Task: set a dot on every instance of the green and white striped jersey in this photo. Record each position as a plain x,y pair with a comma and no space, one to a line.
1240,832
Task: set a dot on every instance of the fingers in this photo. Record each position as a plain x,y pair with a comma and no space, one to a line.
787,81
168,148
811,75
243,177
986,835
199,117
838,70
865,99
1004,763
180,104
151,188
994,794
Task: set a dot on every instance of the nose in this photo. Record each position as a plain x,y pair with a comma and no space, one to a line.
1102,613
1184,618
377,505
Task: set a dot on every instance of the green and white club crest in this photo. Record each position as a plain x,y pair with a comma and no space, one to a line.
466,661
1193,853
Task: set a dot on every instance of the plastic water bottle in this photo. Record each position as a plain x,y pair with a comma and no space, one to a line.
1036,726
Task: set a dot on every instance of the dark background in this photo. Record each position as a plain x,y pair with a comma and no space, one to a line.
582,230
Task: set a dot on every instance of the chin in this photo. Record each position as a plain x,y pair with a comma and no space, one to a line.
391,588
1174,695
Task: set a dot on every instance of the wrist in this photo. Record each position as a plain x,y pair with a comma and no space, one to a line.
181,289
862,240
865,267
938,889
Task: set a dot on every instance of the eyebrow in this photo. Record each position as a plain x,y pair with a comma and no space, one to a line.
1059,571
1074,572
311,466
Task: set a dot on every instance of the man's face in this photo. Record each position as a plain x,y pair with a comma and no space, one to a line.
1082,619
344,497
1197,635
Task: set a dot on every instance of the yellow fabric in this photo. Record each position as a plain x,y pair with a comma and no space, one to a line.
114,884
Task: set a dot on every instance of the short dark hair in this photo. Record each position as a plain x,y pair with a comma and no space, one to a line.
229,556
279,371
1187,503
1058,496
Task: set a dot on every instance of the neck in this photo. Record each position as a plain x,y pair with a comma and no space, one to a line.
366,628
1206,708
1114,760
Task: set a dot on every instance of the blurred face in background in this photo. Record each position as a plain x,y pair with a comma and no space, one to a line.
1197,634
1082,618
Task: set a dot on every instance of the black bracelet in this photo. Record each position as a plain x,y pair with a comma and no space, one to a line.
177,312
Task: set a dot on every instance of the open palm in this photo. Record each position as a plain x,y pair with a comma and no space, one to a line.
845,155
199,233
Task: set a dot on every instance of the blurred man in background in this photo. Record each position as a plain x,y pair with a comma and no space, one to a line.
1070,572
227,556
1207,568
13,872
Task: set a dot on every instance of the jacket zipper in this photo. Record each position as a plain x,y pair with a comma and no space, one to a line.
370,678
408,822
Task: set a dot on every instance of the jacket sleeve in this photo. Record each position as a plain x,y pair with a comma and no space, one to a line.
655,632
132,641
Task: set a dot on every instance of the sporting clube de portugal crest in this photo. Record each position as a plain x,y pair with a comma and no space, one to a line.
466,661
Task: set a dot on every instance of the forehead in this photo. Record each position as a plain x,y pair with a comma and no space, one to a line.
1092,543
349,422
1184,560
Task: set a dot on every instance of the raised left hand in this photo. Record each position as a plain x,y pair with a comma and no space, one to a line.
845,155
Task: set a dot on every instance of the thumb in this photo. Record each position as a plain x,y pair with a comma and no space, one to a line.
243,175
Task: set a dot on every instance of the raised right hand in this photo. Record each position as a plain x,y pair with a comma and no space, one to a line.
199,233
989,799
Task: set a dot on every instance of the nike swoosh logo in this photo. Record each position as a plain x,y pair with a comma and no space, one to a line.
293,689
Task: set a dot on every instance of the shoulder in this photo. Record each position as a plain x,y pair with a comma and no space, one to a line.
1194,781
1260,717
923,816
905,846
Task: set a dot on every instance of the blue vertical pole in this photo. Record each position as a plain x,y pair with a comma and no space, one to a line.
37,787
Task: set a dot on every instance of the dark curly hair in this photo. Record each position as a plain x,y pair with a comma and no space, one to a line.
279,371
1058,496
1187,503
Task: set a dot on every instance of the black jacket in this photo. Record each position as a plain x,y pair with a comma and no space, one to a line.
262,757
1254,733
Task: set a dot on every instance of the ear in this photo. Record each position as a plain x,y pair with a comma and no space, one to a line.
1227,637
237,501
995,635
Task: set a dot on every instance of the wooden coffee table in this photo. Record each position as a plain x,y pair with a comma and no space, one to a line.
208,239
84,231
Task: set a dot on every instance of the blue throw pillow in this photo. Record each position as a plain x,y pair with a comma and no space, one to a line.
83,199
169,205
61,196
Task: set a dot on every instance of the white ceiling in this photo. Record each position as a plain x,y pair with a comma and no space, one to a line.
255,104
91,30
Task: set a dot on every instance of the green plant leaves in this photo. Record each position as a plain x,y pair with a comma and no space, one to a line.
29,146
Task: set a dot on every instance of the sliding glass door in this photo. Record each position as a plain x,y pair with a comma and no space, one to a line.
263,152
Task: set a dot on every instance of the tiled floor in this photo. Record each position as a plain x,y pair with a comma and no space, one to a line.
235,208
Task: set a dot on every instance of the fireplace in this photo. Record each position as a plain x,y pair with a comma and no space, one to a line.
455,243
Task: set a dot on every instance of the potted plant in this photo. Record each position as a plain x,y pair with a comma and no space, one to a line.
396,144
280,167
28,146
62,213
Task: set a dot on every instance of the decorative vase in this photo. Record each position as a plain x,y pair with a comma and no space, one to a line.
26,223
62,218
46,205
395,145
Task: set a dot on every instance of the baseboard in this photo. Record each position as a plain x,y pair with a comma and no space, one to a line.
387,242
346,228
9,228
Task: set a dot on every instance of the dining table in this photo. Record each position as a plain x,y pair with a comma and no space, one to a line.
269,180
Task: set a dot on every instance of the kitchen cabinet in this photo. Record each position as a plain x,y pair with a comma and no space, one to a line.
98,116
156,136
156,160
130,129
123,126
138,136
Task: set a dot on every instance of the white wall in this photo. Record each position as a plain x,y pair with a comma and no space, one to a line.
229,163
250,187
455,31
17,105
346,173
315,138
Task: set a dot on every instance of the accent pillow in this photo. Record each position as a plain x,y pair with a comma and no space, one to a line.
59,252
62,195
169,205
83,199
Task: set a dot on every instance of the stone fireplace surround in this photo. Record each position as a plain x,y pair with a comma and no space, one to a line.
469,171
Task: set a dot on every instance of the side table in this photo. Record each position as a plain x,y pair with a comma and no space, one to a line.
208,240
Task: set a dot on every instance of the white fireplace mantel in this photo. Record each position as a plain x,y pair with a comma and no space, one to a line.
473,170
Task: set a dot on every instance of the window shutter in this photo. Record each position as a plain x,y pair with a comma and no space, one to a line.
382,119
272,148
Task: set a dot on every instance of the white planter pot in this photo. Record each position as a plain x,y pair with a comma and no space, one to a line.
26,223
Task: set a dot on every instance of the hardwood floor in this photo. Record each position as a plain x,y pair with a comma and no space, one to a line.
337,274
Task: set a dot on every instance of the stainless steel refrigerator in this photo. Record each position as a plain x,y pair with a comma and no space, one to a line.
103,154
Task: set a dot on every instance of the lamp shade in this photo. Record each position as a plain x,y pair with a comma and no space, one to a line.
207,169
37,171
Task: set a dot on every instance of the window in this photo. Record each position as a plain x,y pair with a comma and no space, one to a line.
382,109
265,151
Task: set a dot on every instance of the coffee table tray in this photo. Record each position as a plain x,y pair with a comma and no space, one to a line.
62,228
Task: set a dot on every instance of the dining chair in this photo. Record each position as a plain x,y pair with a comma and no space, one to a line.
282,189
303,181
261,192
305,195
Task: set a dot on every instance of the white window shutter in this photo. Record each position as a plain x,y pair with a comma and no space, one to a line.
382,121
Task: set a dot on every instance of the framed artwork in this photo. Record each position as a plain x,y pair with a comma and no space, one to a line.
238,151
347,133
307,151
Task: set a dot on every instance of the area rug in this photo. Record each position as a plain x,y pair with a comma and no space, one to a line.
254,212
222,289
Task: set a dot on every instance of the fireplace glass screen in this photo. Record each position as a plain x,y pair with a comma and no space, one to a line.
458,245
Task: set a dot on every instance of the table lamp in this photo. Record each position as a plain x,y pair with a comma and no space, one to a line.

=====

● **What you need to do**
Nothing but the lines from the one with "Task: set a dot on every instance of the coffee" through the end of the data above should be repeated, each exactly as it stands.

● **Answer to the exercise**
Task: set a dot on every instance of the coffee table tray in this photo. Record each position as a plain x,y pair with a comma and no space, one to a line.
62,228
Task: set a dot on every instance of the dining chair in this photo. Record each position as a plain x,y pair with a comma and no space, one to a line.
282,189
303,181
261,192
305,195
Task: set a dot on every instance of the white window shutter in this photo. Record each position as a plain x,y pair with a comma and no space, one to a line.
382,121
Task: set a dot on every instance of the framed artwork in this photo. Record each position as a plain x,y pair with a comma and no space, one to a line.
238,151
347,133
307,151
Task: set a dot on every instance of the area rug in this photo. Record each position as a plain x,y pair with a comma and no space, one to a line.
254,212
222,289
Task: set a dot on every instance of the fireplace glass screen in this photo. Record each position as a plain x,y pair with a comma and no space, one to a line.
458,245
Task: set a dot on every instance of the table lamp in this photo. Record each position as a plain x,y pair with a comma and no space, one to a line.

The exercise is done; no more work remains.